═════ EXTRACT TO READ ═════

I Peter 1:3 Blessed be the God and Father of our Lord Jesus Christ! According to his great mercy, he has caused us to be born again to a living hope through the resurrection of Jesus Christ from the dead, 4 to an inheritance that is imperishable, undefiled, and unfading, kept in heaven for you, 5 who by God’s power are being guarded through faith for a salvation ready to be revealed in the last time. 6 In this you rejoice,

Many of you have heard of or even read the opening section of John Piper’s book Let the Nations Be Glad. There’s one powerful paragraph that goes like this,

“Missions is not the ultimate goal of the church. Worship is. Missions exists because worship doesn’t. Worship is ultimate, not missions, because God is ultimate, not man. When this age is over, and the countless millions of the redeemed fall on their faces before the throne of God, missions will be no more. It is a temporary necessity. But worship abides forever.”[1]

The worship of God is the ultimate goal of the church and it is also the goal of our life. When Peter writes in verse 3, “Blessed be the God and Father of our Lord Jesus Christ!” he is calling us to worship. The word bless means to worship or praise. It means to express gratitude toward God and to express joy in what He has done.

Then Peter goes on to tell us what God has done. In other words, he tells us why we should worship God.

Transition…

We should worship God because of who He is and because He is the One who has given us hope in Christ. We worship Him for His mercy, for causing us to be born again, for giving us a living hope and we worship God because of the inheritance that He has promised us.  

Let’s look at each of these things in turn.

Podcast Focus…

1. We worship God because He has given us hope in Christ.

"A man can live three weeks without food, three days without water, and three minutes without air, but he cannot live three seconds without hope”

Hope by itself is a powerful thing, but our hope in Christ is the most amazing hope there is. Our hope is made up of flesh and bones that came back from the dead. Our hope is in Christ himself who lived and died and rose to live again. But we need to remember that we didn’t always have this hope.

Ephesians 2 reminds us that at one time we were without hope in this world. Before God brought us to Christ, we were dead in our sins and we had no hope of saving ourselves from the wrath to come. But now in Christ Jesus we have a living hope.

He is our Lord, Peter says, which indicates that we aren’t simply dabbling in religion, but we are submitting to Jesus Christ as Lord. We worship God because He is the God and Father of our Lord Jesus Christ.

═════ ENTRIES SHOWN ═════

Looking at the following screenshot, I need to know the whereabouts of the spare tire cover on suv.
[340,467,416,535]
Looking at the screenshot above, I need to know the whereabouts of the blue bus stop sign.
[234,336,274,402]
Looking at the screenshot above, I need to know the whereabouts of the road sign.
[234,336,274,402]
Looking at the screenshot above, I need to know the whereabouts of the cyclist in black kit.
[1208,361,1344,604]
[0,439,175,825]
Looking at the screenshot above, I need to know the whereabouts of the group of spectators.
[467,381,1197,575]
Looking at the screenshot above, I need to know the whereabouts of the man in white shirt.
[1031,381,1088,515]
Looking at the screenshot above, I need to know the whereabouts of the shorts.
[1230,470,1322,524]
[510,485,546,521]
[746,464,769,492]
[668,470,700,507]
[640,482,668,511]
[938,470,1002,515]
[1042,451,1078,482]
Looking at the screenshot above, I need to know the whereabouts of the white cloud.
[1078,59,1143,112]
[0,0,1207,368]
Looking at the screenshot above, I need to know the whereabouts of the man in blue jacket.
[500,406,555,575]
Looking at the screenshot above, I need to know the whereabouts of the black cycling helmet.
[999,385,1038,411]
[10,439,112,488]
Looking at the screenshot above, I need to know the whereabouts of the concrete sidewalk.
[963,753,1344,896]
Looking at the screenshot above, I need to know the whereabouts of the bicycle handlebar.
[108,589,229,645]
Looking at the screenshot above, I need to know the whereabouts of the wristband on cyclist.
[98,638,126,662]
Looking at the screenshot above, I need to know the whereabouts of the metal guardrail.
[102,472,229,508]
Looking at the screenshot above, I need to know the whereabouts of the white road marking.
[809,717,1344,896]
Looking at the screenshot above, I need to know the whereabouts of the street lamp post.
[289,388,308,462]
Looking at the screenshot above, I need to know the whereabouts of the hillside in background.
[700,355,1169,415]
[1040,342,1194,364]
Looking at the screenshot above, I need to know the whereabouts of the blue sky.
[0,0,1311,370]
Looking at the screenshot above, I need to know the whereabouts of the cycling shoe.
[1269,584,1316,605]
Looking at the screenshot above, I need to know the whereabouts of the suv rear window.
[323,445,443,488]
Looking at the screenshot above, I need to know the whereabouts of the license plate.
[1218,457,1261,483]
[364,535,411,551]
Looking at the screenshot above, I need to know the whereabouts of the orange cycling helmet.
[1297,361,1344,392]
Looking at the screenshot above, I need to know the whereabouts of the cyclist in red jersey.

═════

Answer these questions from the text on 1 Peter 1:3:
(a) In the quoted paragraph from Let the Nations Be Glad, what is named as the ultimate goal of the church?
(b) What does the word "bless" mean, according to the text?
(c) Which chapter of Ephesians is cited as a reminder that believers were once without hope in this world?
The entries are not required for this work.

(a) Worship.
(b) To worship or praise, expressing gratitude toward God and joy in what He has done.
(c) Ephesians 2.